Beginning with the first line below, output every record verbatim and leave out the images.

(Beginning of INPUT FOR THIS TASK)

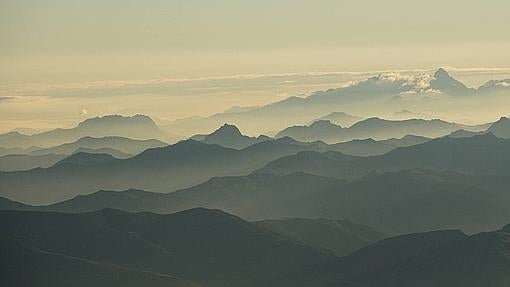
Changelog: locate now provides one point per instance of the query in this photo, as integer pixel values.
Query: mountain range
(395, 202)
(375, 128)
(136, 127)
(440, 259)
(163, 169)
(388, 91)
(115, 248)
(159, 245)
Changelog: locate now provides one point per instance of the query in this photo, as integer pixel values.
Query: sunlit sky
(50, 46)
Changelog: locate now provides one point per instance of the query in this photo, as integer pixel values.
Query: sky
(63, 60)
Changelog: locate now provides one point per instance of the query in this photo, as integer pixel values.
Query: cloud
(3, 99)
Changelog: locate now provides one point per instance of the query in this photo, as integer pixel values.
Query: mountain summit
(229, 136)
(449, 85)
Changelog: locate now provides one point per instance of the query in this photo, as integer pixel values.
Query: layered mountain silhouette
(13, 162)
(229, 136)
(396, 202)
(237, 253)
(501, 128)
(340, 118)
(26, 265)
(115, 248)
(374, 128)
(136, 127)
(338, 236)
(478, 154)
(362, 96)
(121, 144)
(164, 169)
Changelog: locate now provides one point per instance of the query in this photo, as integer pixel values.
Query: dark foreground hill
(338, 236)
(163, 169)
(205, 246)
(433, 259)
(395, 202)
(24, 265)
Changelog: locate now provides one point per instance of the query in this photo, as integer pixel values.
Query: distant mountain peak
(501, 128)
(117, 119)
(447, 84)
(324, 123)
(227, 130)
(441, 73)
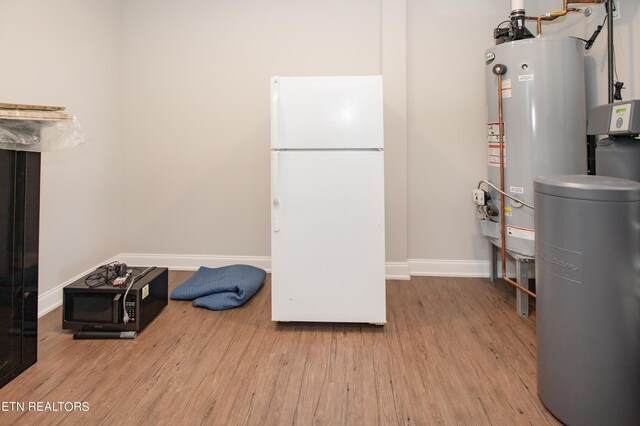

(End of INPUT FOR THIS TASK)

• [RESULT FOR THIS EXERCISE]:
Changelog: locate now provides one point per instance of the query in this photo, as integer pixel values.
Query: mountain range
(395, 202)
(375, 128)
(136, 127)
(440, 259)
(163, 169)
(388, 91)
(115, 248)
(159, 245)
Changelog: locate now provides one point per instance of the query in this photo, as integer pixel values.
Query: sunlit sky
(50, 46)
Changelog: locate now provides one point per instance of the query in this photo, as integer pixel values.
Query: sky
(63, 60)
Changelog: locate now provides one point per instance of the query in this photo, as integer pixel values.
Query: cloud
(3, 99)
Changelog: locate now provides one point per instance of the query in this photo, as integer pixel values.
Query: mountain summit
(229, 136)
(449, 85)
Changelog: locate now provides one point per instance of the query in this photo, as integer pixel values.
Query: layered mountain silhouette
(13, 162)
(229, 136)
(396, 202)
(237, 253)
(501, 128)
(340, 118)
(26, 265)
(115, 248)
(374, 128)
(136, 127)
(338, 236)
(478, 154)
(362, 96)
(121, 144)
(164, 169)
Changelog: locate now provides one point per instance of the query in this photo, as integer pixel values.
Query: dark foreground hill
(338, 236)
(163, 169)
(205, 246)
(433, 259)
(395, 202)
(24, 265)
Changelog: locate now provides one point per instance of the query in this photo, as integer pixel values.
Query: distant mountain peak
(501, 128)
(117, 119)
(447, 84)
(324, 123)
(227, 130)
(441, 73)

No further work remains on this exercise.